(Excerpts from a dataset)

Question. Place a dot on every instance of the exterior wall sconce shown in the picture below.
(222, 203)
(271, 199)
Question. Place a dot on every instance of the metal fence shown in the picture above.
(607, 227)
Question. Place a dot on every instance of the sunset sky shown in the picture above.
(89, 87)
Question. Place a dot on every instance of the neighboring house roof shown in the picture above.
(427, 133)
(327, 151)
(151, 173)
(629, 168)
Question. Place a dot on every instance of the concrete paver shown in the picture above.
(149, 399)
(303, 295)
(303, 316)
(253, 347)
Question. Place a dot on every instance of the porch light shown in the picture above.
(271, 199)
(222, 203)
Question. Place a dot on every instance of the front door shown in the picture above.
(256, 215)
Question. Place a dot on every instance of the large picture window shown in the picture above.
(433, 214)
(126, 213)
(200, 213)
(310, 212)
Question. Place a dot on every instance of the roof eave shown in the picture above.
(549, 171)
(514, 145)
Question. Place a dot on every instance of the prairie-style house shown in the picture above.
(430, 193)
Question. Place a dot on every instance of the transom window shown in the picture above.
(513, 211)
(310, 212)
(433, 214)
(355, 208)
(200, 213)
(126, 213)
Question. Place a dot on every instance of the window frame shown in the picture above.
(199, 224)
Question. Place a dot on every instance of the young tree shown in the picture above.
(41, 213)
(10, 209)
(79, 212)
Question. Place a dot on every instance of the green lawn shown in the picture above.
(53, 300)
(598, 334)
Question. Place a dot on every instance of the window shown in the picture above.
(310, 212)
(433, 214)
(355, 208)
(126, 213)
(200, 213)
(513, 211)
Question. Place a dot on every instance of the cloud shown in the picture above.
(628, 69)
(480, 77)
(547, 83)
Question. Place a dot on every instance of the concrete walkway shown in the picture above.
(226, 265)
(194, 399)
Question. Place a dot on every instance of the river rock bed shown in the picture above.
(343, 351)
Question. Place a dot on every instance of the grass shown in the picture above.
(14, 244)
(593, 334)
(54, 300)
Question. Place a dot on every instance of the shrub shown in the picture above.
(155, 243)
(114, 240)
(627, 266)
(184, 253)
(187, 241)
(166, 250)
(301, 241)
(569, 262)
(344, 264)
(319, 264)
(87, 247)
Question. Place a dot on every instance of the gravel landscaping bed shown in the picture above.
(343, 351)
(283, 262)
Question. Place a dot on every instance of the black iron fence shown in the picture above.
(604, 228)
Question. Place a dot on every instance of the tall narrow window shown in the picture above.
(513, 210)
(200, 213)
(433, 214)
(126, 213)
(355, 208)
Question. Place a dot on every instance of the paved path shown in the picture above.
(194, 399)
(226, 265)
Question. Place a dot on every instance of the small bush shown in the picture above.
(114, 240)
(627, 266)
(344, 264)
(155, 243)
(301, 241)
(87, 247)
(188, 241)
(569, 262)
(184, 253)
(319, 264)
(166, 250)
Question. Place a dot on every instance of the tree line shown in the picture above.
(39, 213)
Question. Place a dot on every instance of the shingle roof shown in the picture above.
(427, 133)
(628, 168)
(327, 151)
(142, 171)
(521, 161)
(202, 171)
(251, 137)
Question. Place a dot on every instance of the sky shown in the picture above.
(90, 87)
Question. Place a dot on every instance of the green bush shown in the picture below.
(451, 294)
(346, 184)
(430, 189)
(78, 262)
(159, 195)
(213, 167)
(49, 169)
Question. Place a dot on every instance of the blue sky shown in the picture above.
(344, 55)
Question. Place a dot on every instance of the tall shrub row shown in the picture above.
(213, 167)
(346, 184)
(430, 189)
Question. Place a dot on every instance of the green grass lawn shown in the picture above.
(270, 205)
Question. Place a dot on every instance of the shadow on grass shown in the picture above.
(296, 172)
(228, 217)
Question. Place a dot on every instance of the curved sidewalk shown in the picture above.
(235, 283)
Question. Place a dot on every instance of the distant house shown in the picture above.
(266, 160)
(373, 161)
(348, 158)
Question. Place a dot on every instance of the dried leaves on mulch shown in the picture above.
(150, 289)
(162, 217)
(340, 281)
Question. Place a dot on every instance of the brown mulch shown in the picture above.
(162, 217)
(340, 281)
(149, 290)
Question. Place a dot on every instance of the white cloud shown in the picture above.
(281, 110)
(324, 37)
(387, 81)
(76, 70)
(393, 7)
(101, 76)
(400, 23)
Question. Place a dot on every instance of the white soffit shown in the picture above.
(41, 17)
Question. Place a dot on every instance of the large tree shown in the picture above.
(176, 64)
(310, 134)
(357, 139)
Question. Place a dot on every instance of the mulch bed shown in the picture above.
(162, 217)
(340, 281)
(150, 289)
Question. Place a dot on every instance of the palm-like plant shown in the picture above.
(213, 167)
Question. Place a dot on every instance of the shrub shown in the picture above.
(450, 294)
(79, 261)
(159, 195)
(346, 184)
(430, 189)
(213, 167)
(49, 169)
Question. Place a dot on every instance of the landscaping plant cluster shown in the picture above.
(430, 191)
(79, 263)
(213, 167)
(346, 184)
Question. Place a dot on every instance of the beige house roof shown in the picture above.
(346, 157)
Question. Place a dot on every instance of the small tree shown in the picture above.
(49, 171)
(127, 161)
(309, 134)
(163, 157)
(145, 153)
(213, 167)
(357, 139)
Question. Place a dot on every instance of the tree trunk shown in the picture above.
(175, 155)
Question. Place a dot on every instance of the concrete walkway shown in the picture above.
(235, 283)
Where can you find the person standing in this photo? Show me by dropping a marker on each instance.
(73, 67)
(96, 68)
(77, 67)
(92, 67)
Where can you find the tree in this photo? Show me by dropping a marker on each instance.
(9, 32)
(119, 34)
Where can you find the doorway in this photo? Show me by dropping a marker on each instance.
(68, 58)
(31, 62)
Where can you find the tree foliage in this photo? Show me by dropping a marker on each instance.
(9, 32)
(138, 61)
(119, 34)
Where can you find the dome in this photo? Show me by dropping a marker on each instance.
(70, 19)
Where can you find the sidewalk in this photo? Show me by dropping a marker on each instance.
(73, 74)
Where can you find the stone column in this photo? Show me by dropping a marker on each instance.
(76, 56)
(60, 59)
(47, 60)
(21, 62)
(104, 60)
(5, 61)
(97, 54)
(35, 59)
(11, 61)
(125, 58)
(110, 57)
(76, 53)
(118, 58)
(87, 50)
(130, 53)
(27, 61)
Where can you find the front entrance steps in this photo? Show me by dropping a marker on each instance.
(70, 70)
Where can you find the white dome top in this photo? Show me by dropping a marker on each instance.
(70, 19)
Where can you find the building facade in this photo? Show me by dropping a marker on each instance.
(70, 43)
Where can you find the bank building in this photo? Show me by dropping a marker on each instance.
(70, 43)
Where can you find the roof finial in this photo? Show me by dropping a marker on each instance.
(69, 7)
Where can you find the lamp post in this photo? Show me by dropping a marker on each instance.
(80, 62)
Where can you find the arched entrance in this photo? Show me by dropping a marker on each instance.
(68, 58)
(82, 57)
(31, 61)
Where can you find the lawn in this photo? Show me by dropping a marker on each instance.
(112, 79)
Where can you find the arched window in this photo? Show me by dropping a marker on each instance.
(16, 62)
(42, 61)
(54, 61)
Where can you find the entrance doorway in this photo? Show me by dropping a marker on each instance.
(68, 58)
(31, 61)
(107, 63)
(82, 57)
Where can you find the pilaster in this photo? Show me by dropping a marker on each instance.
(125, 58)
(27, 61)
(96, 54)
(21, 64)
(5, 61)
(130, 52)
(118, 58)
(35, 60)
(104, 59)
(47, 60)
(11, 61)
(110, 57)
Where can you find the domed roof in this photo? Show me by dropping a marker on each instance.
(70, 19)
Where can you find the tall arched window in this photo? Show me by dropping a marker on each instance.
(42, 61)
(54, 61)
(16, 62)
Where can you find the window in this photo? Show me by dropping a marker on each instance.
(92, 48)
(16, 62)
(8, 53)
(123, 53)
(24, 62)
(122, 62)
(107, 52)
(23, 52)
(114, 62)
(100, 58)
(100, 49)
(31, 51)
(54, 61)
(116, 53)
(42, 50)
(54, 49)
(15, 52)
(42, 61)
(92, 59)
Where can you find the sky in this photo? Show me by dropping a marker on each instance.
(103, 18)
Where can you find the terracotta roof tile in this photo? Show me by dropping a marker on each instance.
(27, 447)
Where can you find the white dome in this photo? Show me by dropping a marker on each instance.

> [Your goal]: Could you restate, word for word, every line from the one containing "Where can you find the arched window" through the last line of the records above, and nothing more?

> [Exercise output]:
Where can you find the arched window in this photo? Show me by dropping a marker on each instance.
(16, 62)
(42, 61)
(54, 61)
Where can you find the entrance doorway in this photo? Show me by dropping a marker on each instance.
(68, 58)
(31, 61)
(107, 63)
(82, 57)
Where can you find the pilaster in this photo? Show me by dropping a marker on each instance.
(125, 58)
(27, 61)
(96, 54)
(21, 64)
(5, 61)
(130, 52)
(118, 58)
(35, 60)
(104, 59)
(47, 60)
(11, 61)
(110, 57)
Where can you find the domed roof in this photo? Show me by dropping a marker on each instance.
(70, 19)
Where can you find the tall arched window in this photo? Show me by dropping a marker on each instance.
(42, 61)
(54, 61)
(16, 62)
Where can you find the window in this photo? Show me by dropping a marker on each instance.
(92, 48)
(16, 62)
(8, 53)
(123, 53)
(24, 62)
(122, 62)
(107, 52)
(23, 52)
(114, 62)
(100, 58)
(100, 49)
(31, 51)
(54, 61)
(116, 53)
(42, 50)
(54, 49)
(15, 52)
(42, 61)
(92, 59)
Where can you find the sky in this photo? Show me by dropping a marker on each instance.
(103, 18)
Where can you find the terracotta roof tile in this photo? Show me by dropping a marker on each instance.
(27, 447)
Where can you find the white dome in this photo? Show me by dropping a marker on each instance.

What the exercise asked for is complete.